▶ TRY IT
Carry on the opinion piece about putting America's own house in order, picking up right after its last sentence. The data after it is not part of this piece.

▶ EXCERPTED TEXT
++++

WASHINGTON – After the August 24 sell off, there was no real bounce back. The US stock market regained some ground, but only some. Still too many uncertainties for investors, I guess, from the Fed and its decisions on interest rates to the real global ramifications of the Chinese sudden and somewhat mysterious convulsions.
Put our house in order
Alright, enough of that. Forget about markets. The smart thing for America would be to begin –right now– to put our own house in order. In order to do so, we need to focus on at least three major areas:
1) Fiscal and Tax Reform
3) Public Education Reform
On fiscal and tax reform, Washington had a great opportunity to start the process back in December 2010, after the release of the final Report by the National Commission on Fiscal Responsibility and Reform headed by Erskine Bowles and Alan Simpson, (it was also known as the “Debt Commission”). The bipartisan Report, (endorsed by the majority of the Commission members), was aptly titled “The Moment of Truth”. It provides a good start on a process eventually leading to entitlement and fiscal reform. It is a genuine bipartisan effort led by two credible, experienced national leaders, a Democrat and a Republican. Granted, it is not comprehensive. It does not seriously address health care policies. But, there again, it was a good faith attempt to get things moving. It was a very good start.

++++

▶ DATA EXTRACTS
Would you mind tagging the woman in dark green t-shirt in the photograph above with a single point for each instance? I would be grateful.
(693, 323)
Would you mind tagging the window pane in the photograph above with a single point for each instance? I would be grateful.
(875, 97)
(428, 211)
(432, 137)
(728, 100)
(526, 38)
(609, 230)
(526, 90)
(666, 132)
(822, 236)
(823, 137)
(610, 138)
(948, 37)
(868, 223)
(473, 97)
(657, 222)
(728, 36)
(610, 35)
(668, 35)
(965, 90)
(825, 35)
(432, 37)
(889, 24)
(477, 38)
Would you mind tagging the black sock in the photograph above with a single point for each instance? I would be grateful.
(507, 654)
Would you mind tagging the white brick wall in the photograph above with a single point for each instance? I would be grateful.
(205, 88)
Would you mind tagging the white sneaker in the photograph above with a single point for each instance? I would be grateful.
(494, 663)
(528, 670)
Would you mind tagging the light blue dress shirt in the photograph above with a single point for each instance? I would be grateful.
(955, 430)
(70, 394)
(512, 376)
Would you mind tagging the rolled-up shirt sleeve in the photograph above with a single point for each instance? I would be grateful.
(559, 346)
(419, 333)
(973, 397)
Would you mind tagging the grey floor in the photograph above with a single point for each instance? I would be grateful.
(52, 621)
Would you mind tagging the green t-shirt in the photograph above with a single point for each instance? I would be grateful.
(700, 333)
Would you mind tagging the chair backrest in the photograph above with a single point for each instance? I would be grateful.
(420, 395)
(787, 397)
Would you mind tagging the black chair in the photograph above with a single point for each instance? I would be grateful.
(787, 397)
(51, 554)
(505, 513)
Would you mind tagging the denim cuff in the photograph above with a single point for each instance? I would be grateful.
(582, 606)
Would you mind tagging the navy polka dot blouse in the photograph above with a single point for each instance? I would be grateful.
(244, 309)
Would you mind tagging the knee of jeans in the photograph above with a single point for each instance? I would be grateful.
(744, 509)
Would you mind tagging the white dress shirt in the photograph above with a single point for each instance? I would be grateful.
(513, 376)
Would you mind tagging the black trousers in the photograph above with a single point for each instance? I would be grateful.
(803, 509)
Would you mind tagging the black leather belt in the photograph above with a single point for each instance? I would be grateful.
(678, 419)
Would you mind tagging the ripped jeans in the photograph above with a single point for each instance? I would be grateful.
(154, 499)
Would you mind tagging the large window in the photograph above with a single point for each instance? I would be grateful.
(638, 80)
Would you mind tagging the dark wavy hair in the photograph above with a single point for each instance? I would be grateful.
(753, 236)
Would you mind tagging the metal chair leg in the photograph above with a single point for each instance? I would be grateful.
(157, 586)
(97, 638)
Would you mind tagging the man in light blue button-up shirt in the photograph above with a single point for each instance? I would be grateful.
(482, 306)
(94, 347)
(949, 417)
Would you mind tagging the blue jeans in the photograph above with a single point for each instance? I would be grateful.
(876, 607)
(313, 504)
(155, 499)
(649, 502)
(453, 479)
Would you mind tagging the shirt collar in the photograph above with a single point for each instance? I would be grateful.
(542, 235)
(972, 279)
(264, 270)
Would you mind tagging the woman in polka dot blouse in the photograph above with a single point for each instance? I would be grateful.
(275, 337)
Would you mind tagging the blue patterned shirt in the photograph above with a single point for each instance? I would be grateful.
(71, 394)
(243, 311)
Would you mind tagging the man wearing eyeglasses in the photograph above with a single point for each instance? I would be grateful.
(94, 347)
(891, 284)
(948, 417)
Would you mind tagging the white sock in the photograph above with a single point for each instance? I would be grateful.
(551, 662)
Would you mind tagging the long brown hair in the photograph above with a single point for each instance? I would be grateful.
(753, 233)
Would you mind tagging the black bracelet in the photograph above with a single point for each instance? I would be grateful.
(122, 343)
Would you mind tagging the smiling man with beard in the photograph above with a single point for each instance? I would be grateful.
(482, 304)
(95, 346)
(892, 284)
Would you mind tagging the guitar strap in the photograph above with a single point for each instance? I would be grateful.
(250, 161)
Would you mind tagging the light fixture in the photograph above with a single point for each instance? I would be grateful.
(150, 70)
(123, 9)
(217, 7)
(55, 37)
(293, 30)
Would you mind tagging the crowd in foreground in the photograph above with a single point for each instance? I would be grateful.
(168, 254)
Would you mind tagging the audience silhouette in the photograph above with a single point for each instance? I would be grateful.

++++

▶ ANSWER BOX
Well, President Obama looked at the Report, thanked the co-chairmen and essentially discarded it. Notwithstanding subsequent political upheavals, Tea Party activism, Republican congressional victories and more, we have made zero progress to reach the needed political agreement on reform. And yet real fiscal reform that would have to include a major overhaul of the large and soon unsustainable entitlement programs (Social Security, Medicare and Medicaid) is essential.
Let’s be clear. This reform is no guarantee of long term economic growth. But it is hard to believe that we are going to go very far while America will carry the weight of an enormous debt burden. Look at anemic Japan. Is this where we want to go?
Same for tax reform. America has an absurdly long and complicated federal tax code. We have the highest corporate tax rate in the developed world. This is not good for business.
(It would be nice to see some serious discussion about these issues in the unfolding campaign. This would be more substantive than stupid polemics about “anchor babies”).
Ditto for deregulation. When concerns about regulatory compliance become the overriding daily preoccupation of business owners, we have a real problem.
Regulations should be about establishing and enforcing reasonable environmental, work safety and public health standards. But now we have gone way beyond that. The attempt by the US Environmental Protection Agency, EPA, to essentially outlaw coal-fired power plants (and more) by regulatory fiat, on questionable legal grounds, is just the latest illustration of this.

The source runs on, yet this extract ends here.